Extract provided:
---*---

W3C home > Mailing lists > Public > www-international@w3.org > October to December 2001

RE: Another opinion (was Re: Defining the language of a document)

From: Jay Allen <jayallen@microsoft.com>
Date: Thu, 27 Dec 2001 09:49:55 -0800
Message-ID: <1917990039F03747BE329AAFC8222B57038A480A@red-msg-04.redmond.corp.microsoft.com>
To: "Nir Dagan" <nir@nirdagan.com>, "Karl Ove Hufthammer" <huftis@bigfoot.com>, <www-international@w3.org>
Cc: <g.bartol@comune.prato.it>
Where does the HTTP spec forbid selecting a default accept-language? The only paragraph I found was the following from 14.4, which only dictates that a facility be made available to change it (which IE does provide):
 

   As intelligibility is highly dependent on the individual user, it is
   recommended that client applications make the choice of linguistic
   preference available to the user. If the choice is not made
   available, then the Accept-Language header field MUST NOT be given in
   the request.

---*---

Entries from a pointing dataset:
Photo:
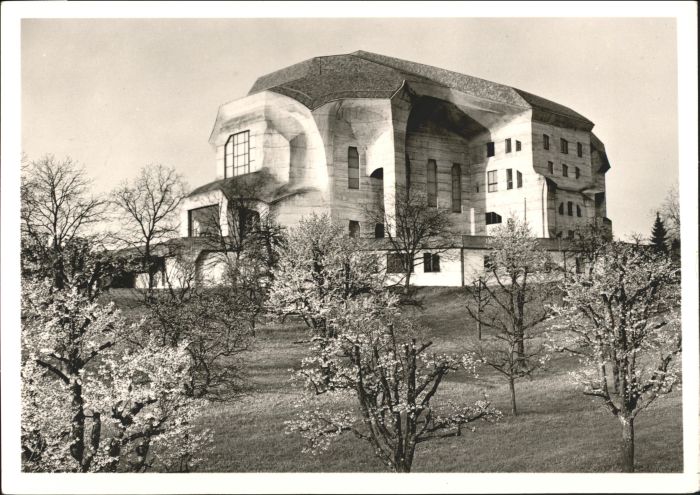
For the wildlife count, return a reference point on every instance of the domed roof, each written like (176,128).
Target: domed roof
(361,74)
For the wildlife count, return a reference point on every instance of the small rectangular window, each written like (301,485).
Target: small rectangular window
(492,181)
(395,263)
(492,218)
(379,231)
(431,262)
(490,149)
(353,168)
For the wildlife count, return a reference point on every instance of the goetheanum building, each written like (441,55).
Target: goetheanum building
(336,134)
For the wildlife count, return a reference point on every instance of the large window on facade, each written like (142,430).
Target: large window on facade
(353,168)
(432,183)
(456,188)
(490,149)
(237,154)
(431,262)
(492,177)
(203,222)
(394,263)
(492,218)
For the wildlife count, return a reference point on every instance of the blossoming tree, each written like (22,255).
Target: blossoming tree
(621,320)
(92,403)
(382,388)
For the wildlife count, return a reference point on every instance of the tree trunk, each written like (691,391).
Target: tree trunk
(627,445)
(513,408)
(77,445)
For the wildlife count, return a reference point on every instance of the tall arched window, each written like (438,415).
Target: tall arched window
(432,183)
(353,168)
(456,188)
(408,172)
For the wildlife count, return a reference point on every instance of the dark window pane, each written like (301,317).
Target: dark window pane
(456,188)
(432,183)
(353,168)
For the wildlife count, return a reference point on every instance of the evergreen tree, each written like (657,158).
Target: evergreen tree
(659,235)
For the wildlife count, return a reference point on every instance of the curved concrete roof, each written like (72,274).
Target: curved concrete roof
(361,74)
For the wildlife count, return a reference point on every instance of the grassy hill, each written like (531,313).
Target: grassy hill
(558,429)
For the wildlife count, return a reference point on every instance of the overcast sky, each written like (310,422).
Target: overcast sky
(118,94)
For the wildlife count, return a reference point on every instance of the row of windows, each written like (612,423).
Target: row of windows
(492,179)
(491,147)
(570,209)
(395,263)
(564,170)
(563,145)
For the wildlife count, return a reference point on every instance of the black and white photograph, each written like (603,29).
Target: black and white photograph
(352,247)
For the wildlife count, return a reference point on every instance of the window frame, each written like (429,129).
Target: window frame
(493,218)
(492,186)
(490,149)
(353,165)
(564,146)
(456,188)
(431,182)
(233,156)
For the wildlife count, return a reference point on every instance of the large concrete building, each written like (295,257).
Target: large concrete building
(336,134)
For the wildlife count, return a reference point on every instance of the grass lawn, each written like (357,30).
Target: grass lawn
(558,429)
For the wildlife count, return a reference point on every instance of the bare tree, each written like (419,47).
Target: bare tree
(508,298)
(150,204)
(411,226)
(621,321)
(57,214)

---*---

Directives:
• 1. List every email address on the To and Cc lines of the mailing list message.
• 2. In the mailing list message, which section of the HTTP spec is the quoted paragraph taken from?
• 3. Write the next part of the mailing list message on selecting a default accept-language, picking up after the quoted paragraph.

Task results:
• 1.
nir@nirdagan.com
huftis@bigfoot.com
www-international@w3.org
g.bartol@comune.prato.it

• 2. Section 14.4.

• 3.
 
The spec does not say that the user needs to be queried interactively at the time of document retrieval (how would that work, anyway?). 
 
If the header is absent, the spec dictates that all language choices are equally acceptable. Picking a default based on system language seems better than a random guess on the server's part.

-J-

	-----Original Message----- 
	From: Nir Dagan [mailto:nir@nirdagan.com] 
	Sent: Thu 12/27/2001 7:16 AM 
	To: Karl Ove Hufthammer; www-international@w3.org 
	Cc: g.bartol@comune.prato.it 
	Subject: Another opinion (was Re: Defining the language of a document)
	
	

	If you do choose to use content negotiation, I'd recommend serving a
	document in English
	(with status 200) if no language match was found, rather than giving a 406
	error message.
	
	Otherwise, some users who can potentially read the web site will not be able
	to, as explained below.
	
	Some rather popular browsers (e.g. Microsoft Internet Explorer)
	configure the accept-language header without asking the user,
	and setting it to the language of the user interface.
	
	In addition a subset of these popular browsers (again Microsoft Internet
	Explorer)
	use so called "friendly HTTP error messages". These are browser generated
	non informative error messages, that replace the server's messages.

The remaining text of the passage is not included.